PROBLEM REQUIREMENTS: Print all the records below exactly as they stand, but leave out the pictures.

(DATA FOR THIS EXERCISE begins)

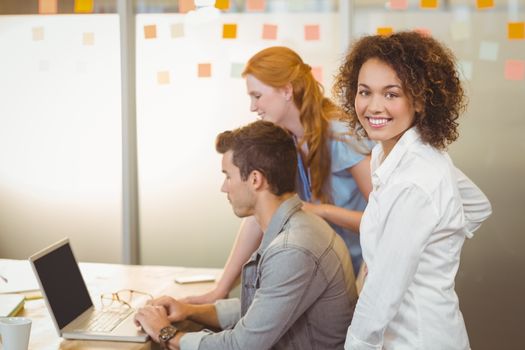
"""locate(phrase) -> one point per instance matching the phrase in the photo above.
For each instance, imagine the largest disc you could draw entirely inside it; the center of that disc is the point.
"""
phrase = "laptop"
(68, 301)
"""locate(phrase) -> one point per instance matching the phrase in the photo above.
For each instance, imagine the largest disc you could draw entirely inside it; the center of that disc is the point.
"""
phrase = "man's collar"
(279, 219)
(383, 171)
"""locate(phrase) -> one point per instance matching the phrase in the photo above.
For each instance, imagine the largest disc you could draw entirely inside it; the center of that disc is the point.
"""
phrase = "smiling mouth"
(378, 122)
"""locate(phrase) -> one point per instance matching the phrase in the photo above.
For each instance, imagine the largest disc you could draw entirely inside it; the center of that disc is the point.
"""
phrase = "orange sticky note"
(229, 31)
(423, 31)
(514, 69)
(269, 32)
(88, 39)
(384, 31)
(204, 70)
(47, 7)
(150, 31)
(186, 6)
(428, 4)
(255, 5)
(516, 30)
(317, 72)
(84, 6)
(311, 32)
(398, 4)
(484, 4)
(163, 77)
(38, 33)
(222, 4)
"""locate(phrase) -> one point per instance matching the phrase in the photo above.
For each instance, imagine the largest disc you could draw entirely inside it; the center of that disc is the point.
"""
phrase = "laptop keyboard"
(107, 320)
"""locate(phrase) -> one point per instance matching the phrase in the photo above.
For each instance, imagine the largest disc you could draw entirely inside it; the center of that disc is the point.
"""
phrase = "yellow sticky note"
(384, 31)
(222, 4)
(484, 4)
(269, 32)
(428, 4)
(150, 31)
(186, 6)
(516, 30)
(229, 31)
(177, 30)
(38, 33)
(398, 4)
(514, 69)
(163, 77)
(88, 39)
(47, 7)
(317, 72)
(84, 6)
(204, 70)
(311, 32)
(255, 5)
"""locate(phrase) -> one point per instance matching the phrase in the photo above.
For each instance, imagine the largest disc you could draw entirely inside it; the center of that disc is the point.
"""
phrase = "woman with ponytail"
(334, 166)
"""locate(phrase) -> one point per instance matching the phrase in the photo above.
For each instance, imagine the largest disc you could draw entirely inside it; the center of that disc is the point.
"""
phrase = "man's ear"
(257, 180)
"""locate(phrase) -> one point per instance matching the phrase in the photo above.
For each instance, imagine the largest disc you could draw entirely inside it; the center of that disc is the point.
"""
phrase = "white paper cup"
(15, 332)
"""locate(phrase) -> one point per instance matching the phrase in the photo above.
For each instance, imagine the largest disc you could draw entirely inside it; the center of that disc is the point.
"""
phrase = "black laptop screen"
(63, 284)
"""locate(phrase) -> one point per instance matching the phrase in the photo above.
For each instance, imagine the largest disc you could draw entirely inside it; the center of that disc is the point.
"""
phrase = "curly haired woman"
(403, 91)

(DATA FOR THIS EXERCISE ends)

ANSWER SPACE:
"""locate(phrase) -> one point per instance matching the phrase in the photo above.
For each instance, imagine the largest disc you could draw entirely inside it; the center of that disc is the point.
"""
phrase = "laptop"
(68, 301)
"""locate(phrase) -> one point per instance matching the phrase in the photo above.
For each instance, imagine the largest disc you could draw entirely inside it; the center of that disc is the point.
"""
phrase = "man's collar"
(279, 219)
(383, 171)
"""locate(phrase) -> one point per instance matching the phrase in the photo above.
For each instance, imagine the largest disc you could draw entirely inside it; the center of that disc is the point.
"""
phrase = "smiling mouth"
(378, 122)
"""locate(phrase) -> one point per instance matching the phrase in the photo above.
For each instance, imagine the largest disc you could draw entirely inside it; the center of that disc is the point.
"""
phrase = "orange sticky note"
(229, 31)
(423, 31)
(514, 69)
(269, 32)
(88, 39)
(384, 31)
(204, 70)
(47, 7)
(150, 31)
(186, 6)
(428, 4)
(255, 5)
(516, 30)
(317, 72)
(84, 6)
(311, 32)
(398, 4)
(484, 4)
(163, 77)
(38, 33)
(222, 4)
"""locate(phrase) -> one point per instance matching the phrase in the photo above.
For each instance, imagine the largest disc you could draw entirely inside it; the center of that disc is the point.
"""
phrase = "laptop keyboard"
(107, 320)
"""locate(phrase) -> one point per instance matching the phrase in the photo above.
For each instance, imagine the largest disc you could draw entirely inside it; the center of that disc is the point.
"""
phrase = "yellow sticky note"
(384, 31)
(222, 4)
(484, 4)
(269, 32)
(428, 4)
(150, 31)
(186, 6)
(516, 30)
(229, 31)
(177, 30)
(38, 33)
(398, 4)
(514, 69)
(163, 77)
(88, 39)
(47, 7)
(317, 72)
(84, 6)
(204, 70)
(311, 32)
(255, 5)
"""locate(phrase) -> one point per instance matching the phrase in the photo above.
For each instance, imagine the largest disc you could draw entirely inside it; the center of that disc is the point.
"""
phrase = "woman with ponytail"
(334, 166)
"""locate(phrase) -> one point per instance matching the phrase in the photo above.
For each instance, imagine the largest disc you could draw entirely inside it; the center of that disc is the point.
"""
phrase = "man's ear"
(257, 180)
"""locate(phrase) -> one point per instance matching the phrase in the photo above.
For each instance, imagine the largest disc you could draw entirely inside it; the center of that disc is the point.
"""
phrase = "white paper cup"
(15, 332)
"""locate(phrase) -> one point per instance matching the phrase in the photo above.
For each instance, imagine the largest disc you could draw entirely inside it; the center of that disc is the point.
"""
phrase = "black laptop screen"
(63, 284)
"""locate(phrase) -> one point per instance matching the phrase in the photo above.
For each instance, imagine the largest disc you could draw entirely inside it; the center of that disc is the point.
"""
phrase = "curly haired woman"
(403, 91)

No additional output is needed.